■ **Exercise input**:
__________

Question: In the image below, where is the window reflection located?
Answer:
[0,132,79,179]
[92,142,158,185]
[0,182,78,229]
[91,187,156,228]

__________

■ **Task**:
Rename "window reflection" to "glass reflection" throughout the entries, changing nothing else.

■ **Output**:
Question: In the image below, where is the glass reflection located?
Answer:
[0,132,79,179]
[92,142,158,185]
[0,182,78,229]
[91,187,156,228]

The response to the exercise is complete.